▶ [Given request]
Rewrite the lines of the records below as a Markdown table with the columns Row and Line. Start at the line containing "Prompt = Locate the neighboring", end at the line containing "220,161 -> 529,263", include both of those lines, number each row, and omit blank lines.

(Stored items)
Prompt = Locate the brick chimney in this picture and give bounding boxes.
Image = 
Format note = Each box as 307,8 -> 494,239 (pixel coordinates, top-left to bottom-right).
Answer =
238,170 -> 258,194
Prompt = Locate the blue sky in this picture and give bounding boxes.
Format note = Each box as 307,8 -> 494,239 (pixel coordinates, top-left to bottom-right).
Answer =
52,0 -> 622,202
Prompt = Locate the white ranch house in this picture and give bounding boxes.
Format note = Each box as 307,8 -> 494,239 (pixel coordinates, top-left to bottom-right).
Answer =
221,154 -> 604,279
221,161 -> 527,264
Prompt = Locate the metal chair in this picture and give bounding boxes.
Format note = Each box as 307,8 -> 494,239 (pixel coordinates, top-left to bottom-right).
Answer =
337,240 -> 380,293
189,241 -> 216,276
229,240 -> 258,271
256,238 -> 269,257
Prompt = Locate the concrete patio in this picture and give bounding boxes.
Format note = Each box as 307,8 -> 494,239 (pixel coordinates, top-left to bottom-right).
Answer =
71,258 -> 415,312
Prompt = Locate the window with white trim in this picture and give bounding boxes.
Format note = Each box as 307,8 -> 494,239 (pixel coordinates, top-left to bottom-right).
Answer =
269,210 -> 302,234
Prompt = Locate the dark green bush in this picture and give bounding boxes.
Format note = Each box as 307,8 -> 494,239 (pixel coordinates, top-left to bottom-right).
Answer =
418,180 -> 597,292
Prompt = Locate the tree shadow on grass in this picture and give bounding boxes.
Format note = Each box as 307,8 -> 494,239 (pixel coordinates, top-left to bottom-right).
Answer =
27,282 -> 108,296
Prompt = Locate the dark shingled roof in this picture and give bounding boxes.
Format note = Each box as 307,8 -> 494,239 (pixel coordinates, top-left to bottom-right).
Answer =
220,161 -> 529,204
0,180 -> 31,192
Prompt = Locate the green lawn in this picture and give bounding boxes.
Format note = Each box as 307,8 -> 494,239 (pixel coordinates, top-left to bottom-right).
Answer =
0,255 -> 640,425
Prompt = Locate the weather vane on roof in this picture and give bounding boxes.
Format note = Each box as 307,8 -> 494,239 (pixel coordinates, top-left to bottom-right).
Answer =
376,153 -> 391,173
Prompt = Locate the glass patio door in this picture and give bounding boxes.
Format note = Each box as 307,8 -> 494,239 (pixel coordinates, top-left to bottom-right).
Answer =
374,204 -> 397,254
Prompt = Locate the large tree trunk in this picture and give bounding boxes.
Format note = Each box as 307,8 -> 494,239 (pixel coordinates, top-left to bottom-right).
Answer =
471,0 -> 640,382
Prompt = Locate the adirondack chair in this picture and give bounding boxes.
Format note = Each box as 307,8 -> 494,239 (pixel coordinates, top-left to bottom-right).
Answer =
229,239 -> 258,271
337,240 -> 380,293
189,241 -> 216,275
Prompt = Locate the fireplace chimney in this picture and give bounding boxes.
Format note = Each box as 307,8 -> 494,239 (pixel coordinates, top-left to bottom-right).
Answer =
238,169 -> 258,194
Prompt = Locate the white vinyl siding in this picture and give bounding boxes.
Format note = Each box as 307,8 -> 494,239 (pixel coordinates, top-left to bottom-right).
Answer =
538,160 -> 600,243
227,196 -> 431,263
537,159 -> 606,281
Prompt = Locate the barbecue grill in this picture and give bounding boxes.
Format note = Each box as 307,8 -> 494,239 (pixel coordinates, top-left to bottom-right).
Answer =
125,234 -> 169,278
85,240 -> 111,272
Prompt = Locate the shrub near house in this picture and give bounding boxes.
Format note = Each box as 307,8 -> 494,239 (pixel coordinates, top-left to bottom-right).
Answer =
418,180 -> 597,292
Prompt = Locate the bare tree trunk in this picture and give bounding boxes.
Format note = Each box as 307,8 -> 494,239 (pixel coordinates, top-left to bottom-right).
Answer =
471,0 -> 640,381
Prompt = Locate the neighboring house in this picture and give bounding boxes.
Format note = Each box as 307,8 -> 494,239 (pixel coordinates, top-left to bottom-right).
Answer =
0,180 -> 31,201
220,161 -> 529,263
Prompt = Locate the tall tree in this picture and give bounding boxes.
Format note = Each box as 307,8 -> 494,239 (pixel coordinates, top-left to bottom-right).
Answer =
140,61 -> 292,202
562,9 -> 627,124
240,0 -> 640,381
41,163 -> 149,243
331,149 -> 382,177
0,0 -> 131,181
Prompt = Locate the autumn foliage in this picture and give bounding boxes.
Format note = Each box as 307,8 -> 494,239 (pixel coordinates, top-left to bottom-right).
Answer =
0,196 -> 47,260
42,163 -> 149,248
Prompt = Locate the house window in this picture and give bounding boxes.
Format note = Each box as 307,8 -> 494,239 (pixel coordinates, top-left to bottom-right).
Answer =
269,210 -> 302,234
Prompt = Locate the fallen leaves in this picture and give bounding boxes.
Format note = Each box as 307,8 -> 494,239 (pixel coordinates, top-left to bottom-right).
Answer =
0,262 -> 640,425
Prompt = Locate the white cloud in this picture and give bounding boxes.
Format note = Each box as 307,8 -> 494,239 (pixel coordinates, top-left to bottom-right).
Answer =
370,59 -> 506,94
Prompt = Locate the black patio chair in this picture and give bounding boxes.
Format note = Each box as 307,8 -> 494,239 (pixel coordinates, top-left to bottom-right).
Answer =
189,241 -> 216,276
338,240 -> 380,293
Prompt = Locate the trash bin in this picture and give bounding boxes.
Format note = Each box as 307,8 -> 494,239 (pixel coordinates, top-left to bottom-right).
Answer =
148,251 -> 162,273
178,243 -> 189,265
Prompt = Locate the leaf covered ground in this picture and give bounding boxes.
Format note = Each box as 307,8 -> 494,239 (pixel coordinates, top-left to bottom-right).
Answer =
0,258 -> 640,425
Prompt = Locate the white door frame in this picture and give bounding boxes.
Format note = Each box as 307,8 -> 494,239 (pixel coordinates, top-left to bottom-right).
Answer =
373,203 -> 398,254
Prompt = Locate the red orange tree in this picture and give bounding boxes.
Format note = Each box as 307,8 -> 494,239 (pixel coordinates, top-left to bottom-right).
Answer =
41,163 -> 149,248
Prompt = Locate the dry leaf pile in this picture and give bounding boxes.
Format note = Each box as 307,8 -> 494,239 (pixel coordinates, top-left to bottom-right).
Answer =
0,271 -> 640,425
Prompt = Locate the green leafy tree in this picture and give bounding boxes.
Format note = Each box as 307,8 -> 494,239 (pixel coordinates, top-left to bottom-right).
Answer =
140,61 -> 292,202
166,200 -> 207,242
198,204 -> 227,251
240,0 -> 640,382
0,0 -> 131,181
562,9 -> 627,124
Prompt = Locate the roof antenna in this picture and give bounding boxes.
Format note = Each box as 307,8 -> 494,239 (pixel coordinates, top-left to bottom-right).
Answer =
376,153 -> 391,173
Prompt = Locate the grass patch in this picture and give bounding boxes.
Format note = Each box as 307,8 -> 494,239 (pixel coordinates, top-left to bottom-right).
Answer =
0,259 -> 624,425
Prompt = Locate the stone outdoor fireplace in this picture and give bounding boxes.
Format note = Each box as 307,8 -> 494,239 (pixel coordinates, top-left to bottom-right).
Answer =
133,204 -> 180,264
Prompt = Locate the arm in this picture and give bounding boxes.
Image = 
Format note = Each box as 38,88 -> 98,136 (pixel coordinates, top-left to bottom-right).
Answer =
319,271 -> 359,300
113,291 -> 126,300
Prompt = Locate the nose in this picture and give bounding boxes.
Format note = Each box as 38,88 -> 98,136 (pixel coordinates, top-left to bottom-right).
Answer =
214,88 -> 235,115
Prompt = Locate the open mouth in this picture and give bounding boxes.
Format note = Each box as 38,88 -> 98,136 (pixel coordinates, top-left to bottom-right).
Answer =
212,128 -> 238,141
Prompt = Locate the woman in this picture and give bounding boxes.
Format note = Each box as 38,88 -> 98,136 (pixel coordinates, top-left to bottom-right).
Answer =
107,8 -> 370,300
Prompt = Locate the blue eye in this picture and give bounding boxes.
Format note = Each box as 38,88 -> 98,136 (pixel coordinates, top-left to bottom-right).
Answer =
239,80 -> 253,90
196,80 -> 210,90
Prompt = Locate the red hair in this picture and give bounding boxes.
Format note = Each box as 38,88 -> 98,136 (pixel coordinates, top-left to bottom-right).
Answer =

▶ [Response to the exercise]
| Row | Line |
|---|---|
| 1 | Prompt = Locate the neighboring house in this picture and give bounding boxes. |
| 2 | Format note = Each box as 307,8 -> 494,239 (pixel coordinates, top-left to bottom-right). |
| 3 | Answer = |
| 4 | 0,180 -> 31,201 |
| 5 | 220,161 -> 529,263 |